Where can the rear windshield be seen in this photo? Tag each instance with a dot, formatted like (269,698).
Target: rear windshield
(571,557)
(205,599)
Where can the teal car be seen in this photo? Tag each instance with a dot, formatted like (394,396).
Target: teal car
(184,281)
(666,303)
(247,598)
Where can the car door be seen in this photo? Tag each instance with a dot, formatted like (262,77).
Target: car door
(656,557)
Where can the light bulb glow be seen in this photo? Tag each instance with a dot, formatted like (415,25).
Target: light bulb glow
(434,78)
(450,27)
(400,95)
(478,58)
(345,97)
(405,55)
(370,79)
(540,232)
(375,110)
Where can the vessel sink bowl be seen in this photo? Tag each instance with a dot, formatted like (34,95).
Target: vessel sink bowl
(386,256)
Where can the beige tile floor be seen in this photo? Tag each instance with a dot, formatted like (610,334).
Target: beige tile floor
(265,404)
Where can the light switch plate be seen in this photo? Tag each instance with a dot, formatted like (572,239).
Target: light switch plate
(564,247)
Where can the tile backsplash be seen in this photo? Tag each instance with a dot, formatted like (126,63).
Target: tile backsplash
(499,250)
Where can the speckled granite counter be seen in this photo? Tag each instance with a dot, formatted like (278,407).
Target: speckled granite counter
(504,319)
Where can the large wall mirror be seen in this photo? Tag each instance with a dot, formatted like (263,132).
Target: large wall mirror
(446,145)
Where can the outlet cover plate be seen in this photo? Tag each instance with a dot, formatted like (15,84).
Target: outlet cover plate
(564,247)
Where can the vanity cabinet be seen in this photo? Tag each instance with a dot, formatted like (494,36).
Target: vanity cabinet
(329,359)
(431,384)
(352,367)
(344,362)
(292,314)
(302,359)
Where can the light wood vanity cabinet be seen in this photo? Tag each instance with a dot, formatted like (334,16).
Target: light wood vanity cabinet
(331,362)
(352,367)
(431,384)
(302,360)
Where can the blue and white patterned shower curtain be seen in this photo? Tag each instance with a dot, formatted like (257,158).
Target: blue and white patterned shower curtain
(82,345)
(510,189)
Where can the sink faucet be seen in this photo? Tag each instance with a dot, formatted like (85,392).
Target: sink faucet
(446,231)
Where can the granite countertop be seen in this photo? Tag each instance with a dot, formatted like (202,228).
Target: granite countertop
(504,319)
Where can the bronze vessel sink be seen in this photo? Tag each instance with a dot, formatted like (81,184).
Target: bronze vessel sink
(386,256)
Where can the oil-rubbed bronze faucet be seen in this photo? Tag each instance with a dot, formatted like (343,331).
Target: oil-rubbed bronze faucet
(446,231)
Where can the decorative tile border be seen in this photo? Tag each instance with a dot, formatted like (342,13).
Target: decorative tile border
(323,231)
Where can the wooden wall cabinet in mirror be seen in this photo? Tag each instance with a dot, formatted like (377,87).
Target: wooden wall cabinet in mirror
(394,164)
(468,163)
________________________
Task prompt
Your task is to transcribe the material exactly.

Task answer
Where can the rear windshield be seen in this photo? Tag each instance with a dot, formatted like (269,698).
Target: rear windshield
(571,557)
(205,599)
Where can the teal car be seen in this photo? Tag each instance with a dot, formatted like (394,396).
Target: teal car
(184,281)
(666,303)
(247,598)
Where can the car door be seen in this photo? Tag each instance with a dot, formatted like (262,77).
Target: car door
(656,557)
Where can the light bulb glow be seen in this photo? Tag each instance with a dot, formatted like (415,25).
Target: light bulb glow
(434,78)
(450,27)
(400,95)
(478,58)
(345,97)
(405,55)
(370,79)
(540,232)
(375,110)
Where can the vessel sink bowl be seen in this photo? Tag each instance with a dot, formatted like (34,95).
Target: vessel sink bowl
(386,256)
Where can the beige tile floor be seen in this photo? Tag each instance with a dot, formatted like (610,334).
Target: beige tile floor
(265,404)
Where can the light switch plate be seen in this photo? Tag each instance with a dot, formatted like (572,239).
Target: light switch plate
(564,247)
Where can the tile backsplash be seen in this photo? Tag each instance with a dot, formatted like (126,63).
Target: tile backsplash
(499,250)
Where can the speckled granite counter be seen in this photo? Tag each instance with a dot, formatted like (278,407).
Target: speckled granite counter
(504,319)
Where can the large wall mirror be seen in this photo? Tag each instance with a dot, formatted like (263,132).
Target: large wall mirror
(446,145)
Where can the outlet cover plate be seen in this photo? Tag each instance with a dot, formatted like (15,84).
Target: outlet cover plate
(564,247)
Where can the vanity cabinet be seen in this photo? Tag each instance with a dot, formatted like (494,36).
Target: vanity cabinet
(329,359)
(431,384)
(352,367)
(344,362)
(292,314)
(302,359)
Where can the light wood vanity cabinet be seen in this photo? Tag each instance with a dot, formatted like (334,16).
Target: light wood vanity cabinet
(331,362)
(352,367)
(431,384)
(302,360)
Where can the blue and white patterned shower curtain be seen in this photo? Tag each instance with a dot, formatted like (257,158).
Target: blue and white patterned shower curtain
(82,345)
(510,189)
Where can the sink faucet be seen in this photo? Tag each instance with a dot, formatted like (85,392).
Target: sink faucet
(446,231)
Where can the granite countertop be seen in this photo? Tag each instance with a dot, formatted like (202,228).
Target: granite countertop
(504,319)
Where can the bronze vessel sink be seen in this photo? Tag each instance with a dot, formatted like (81,184).
Target: bronze vessel sink
(386,256)
Where can the oil-rubbed bronze faucet be seen in this photo? Tag each instance with a dot, formatted like (343,331).
Target: oil-rubbed bronze faucet
(446,231)
Where can the decorative tile border be seen in this photo? Tag each instance with a dot, formatted like (342,13).
Target: decorative tile border
(323,231)
Where can the wooden wall cabinet in mirror be seen in this photo? Tag each instance with a dot, formatted like (377,87).
Target: wooden wall cabinet in mirror
(394,164)
(468,163)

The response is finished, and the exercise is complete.